-- Instructions to follow --
Reproduce every line of the listing below, including the request text, and shift each answer point by adding 118 to both of its coordinates.

━━ The input ━━

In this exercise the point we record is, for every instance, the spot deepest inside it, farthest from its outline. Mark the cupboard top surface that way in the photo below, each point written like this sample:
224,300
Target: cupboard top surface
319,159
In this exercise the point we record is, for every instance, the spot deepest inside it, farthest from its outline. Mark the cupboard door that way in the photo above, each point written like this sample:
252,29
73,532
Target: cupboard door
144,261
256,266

━━━

-- Result of the exercise --
In this exercise the point we record is, for every instance, the spot deepest inside it, farthest from its outline. Mark the cupboard top surface that way in the photo below, each point written like this sample:
224,300
Target: cupboard top surface
437,277
In this exercise the point we record is, for every instance, the spot deepest inside it, farthest from its outline. Mark the cupboard door that way in the photo above, each point written like this sample:
252,29
73,532
Target: cupboard door
262,379
374,384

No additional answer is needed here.